Excerpted passage ->
■ ■ ■

Group 1 is going to be heartbreaking.


----------



## masamune1 (Apr 13, 2010)

I wonder how well the first _Star Wars_ trilogy would have done if they were in this thread? The _Special Edition_ was released in the 90's, and I did think about putting them in for a brief moment.


----------



## Chee (Apr 13, 2010)

Wait for Movie of the 80s.


----------



## Lamb (Apr 13, 2010)

if you'd done that, _Blade Runner: The Director's Cut_ would've soloed


----------



## CrazyMoronX (Apr 14, 2010)

This whole competition is going to ruin my life.


----------



## Lamb (Apr 14, 2010)

I think, in order for this competition to go forth correctly, we should get rid of all the movies that we all know are bad, and replace them with _12 Monkeys_. 

EDIT: I think I'd make an acception for _Interview with the Vampire_, which should be replaced with Coppola's _Bram Stoker's Dracula_, which was somehow overlooked.


----------



## Hyouma (Apr 14, 2010)

^Unfortunately 12 Monkeys isn't doing as well as I had hoped too...

Yay for the kick-off of the polls, nice organisation so far masamune (y).


----------



## masamune1 (Apr 15, 2010)

The first two polls are closed. Polls three and four will be finished in about half an hour.


----------



## masamune1 (Apr 15, 2010)

Okay, the first half of Round 1 is over, and the winners are in the OP.  Polls 5 and 6 are now up, and the last two are forthcoming.


----------



## Ennoea (Apr 15, 2010)

12 Monkey's didn't make it 

Okay if any of Will Smith's shit fest makes it through there will be some angry internet rants from my side


----------



## Old Sand Shinobi (Apr 15, 2010)

Ah good, the second set of polls managed to include most of the rest of my top ten list. The only ones I'd still want to add to your choices are _The Crow_ and _Tombstone_. Would've liked to put _Fresh_ on the list too, if I thought that anyone else here besides me had actually seen it. Maybe when we start polling "best overlooked movies of the 90's"...

■ ■ ■

Data provided ->
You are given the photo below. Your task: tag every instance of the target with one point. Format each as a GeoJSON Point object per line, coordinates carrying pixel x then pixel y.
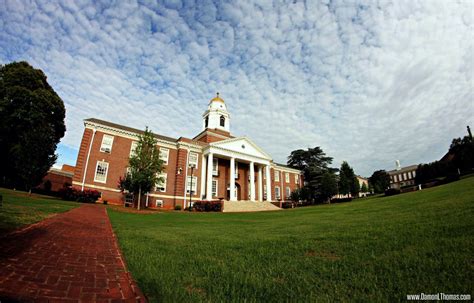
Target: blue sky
{"type": "Point", "coordinates": [369, 82]}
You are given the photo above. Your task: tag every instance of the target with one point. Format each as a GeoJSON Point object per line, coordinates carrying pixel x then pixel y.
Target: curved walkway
{"type": "Point", "coordinates": [71, 257]}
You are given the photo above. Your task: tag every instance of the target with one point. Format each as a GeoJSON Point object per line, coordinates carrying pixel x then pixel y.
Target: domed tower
{"type": "Point", "coordinates": [216, 116]}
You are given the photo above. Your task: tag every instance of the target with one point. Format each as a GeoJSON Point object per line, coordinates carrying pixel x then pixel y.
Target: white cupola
{"type": "Point", "coordinates": [216, 115]}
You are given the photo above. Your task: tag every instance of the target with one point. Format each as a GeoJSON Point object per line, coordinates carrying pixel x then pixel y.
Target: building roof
{"type": "Point", "coordinates": [217, 98]}
{"type": "Point", "coordinates": [129, 129]}
{"type": "Point", "coordinates": [403, 169]}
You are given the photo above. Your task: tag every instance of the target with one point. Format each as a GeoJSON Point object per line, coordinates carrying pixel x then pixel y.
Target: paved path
{"type": "Point", "coordinates": [71, 257]}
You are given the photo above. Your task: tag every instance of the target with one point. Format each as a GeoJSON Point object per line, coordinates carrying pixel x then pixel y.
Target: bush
{"type": "Point", "coordinates": [208, 206]}
{"type": "Point", "coordinates": [392, 191]}
{"type": "Point", "coordinates": [86, 196]}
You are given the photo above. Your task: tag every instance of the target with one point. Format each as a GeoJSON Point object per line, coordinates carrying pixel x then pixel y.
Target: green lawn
{"type": "Point", "coordinates": [20, 209]}
{"type": "Point", "coordinates": [377, 249]}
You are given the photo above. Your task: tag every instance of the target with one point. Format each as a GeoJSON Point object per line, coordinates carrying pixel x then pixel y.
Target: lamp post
{"type": "Point", "coordinates": [191, 187]}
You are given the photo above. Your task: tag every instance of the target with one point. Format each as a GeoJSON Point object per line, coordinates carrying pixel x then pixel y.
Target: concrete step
{"type": "Point", "coordinates": [248, 206]}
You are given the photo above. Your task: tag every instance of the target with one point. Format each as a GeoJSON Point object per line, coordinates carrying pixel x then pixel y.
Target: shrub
{"type": "Point", "coordinates": [86, 196]}
{"type": "Point", "coordinates": [207, 206]}
{"type": "Point", "coordinates": [392, 191]}
{"type": "Point", "coordinates": [341, 200]}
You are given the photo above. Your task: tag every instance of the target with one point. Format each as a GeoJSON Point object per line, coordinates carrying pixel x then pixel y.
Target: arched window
{"type": "Point", "coordinates": [222, 121]}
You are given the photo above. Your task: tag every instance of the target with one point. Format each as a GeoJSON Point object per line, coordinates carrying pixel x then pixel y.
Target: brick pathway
{"type": "Point", "coordinates": [71, 257]}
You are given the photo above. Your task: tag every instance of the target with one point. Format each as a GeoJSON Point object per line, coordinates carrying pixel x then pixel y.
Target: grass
{"type": "Point", "coordinates": [20, 209]}
{"type": "Point", "coordinates": [369, 250]}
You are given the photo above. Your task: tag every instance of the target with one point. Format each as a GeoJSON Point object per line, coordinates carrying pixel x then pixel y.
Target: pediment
{"type": "Point", "coordinates": [241, 145]}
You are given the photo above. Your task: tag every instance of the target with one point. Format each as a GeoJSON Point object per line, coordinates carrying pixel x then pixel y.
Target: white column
{"type": "Point", "coordinates": [209, 177]}
{"type": "Point", "coordinates": [269, 183]}
{"type": "Point", "coordinates": [203, 176]}
{"type": "Point", "coordinates": [232, 196]}
{"type": "Point", "coordinates": [252, 182]}
{"type": "Point", "coordinates": [260, 183]}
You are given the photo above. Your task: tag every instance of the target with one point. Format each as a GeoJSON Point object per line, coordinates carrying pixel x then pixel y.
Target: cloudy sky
{"type": "Point", "coordinates": [369, 82]}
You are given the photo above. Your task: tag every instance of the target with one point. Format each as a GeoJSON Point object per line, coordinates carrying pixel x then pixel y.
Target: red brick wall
{"type": "Point", "coordinates": [57, 180]}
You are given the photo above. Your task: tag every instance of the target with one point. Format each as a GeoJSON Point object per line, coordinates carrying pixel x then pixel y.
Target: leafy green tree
{"type": "Point", "coordinates": [144, 166]}
{"type": "Point", "coordinates": [31, 125]}
{"type": "Point", "coordinates": [313, 162]}
{"type": "Point", "coordinates": [363, 188]}
{"type": "Point", "coordinates": [380, 181]}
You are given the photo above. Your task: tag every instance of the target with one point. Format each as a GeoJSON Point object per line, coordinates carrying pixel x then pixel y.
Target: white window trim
{"type": "Point", "coordinates": [197, 160]}
{"type": "Point", "coordinates": [217, 188]}
{"type": "Point", "coordinates": [106, 172]}
{"type": "Point", "coordinates": [163, 151]}
{"type": "Point", "coordinates": [157, 188]}
{"type": "Point", "coordinates": [216, 171]}
{"type": "Point", "coordinates": [102, 148]}
{"type": "Point", "coordinates": [132, 149]}
{"type": "Point", "coordinates": [194, 184]}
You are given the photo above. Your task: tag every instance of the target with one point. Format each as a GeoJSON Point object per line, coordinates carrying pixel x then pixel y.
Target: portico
{"type": "Point", "coordinates": [239, 153]}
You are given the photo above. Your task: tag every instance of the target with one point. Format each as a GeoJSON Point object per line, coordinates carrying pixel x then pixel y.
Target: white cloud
{"type": "Point", "coordinates": [368, 82]}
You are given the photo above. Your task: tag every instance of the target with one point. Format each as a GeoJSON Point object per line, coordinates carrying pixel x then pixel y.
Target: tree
{"type": "Point", "coordinates": [144, 166]}
{"type": "Point", "coordinates": [31, 125]}
{"type": "Point", "coordinates": [347, 180]}
{"type": "Point", "coordinates": [313, 163]}
{"type": "Point", "coordinates": [363, 188]}
{"type": "Point", "coordinates": [380, 181]}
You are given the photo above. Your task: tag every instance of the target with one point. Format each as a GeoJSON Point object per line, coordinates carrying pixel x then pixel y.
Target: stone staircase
{"type": "Point", "coordinates": [248, 206]}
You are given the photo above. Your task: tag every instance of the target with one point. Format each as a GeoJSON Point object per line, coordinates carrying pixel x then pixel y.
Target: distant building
{"type": "Point", "coordinates": [365, 181]}
{"type": "Point", "coordinates": [212, 165]}
{"type": "Point", "coordinates": [403, 176]}
{"type": "Point", "coordinates": [58, 178]}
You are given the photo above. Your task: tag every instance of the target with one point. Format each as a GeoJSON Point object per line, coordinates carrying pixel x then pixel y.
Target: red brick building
{"type": "Point", "coordinates": [220, 165]}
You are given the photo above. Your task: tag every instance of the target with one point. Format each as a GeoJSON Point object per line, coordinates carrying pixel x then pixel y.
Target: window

■ ■ ■

Task instructions ->
A: In the movie poll thread, rewrite the passage from "## Ennoea (Apr" up to and including "Shinobi (Apr 15, 2010)", replacing "angry" with "furious".
B: According to the movie poll thread, why did Old Sand Shinobi not put _Fresh_ on the list?

Responses in order ->
A:
## Ennoea (Apr 15, 2010)

12 Monkey's didn't make it 

Okay if any of Will Smith's shit fest makes it through there will be some furious internet rants from my side


----------



## Old Sand Shinobi (Apr 15, 2010)

B: Old Sand Shinobi would have liked to include _Fresh_ but doubted that anyone else there had actually seen it.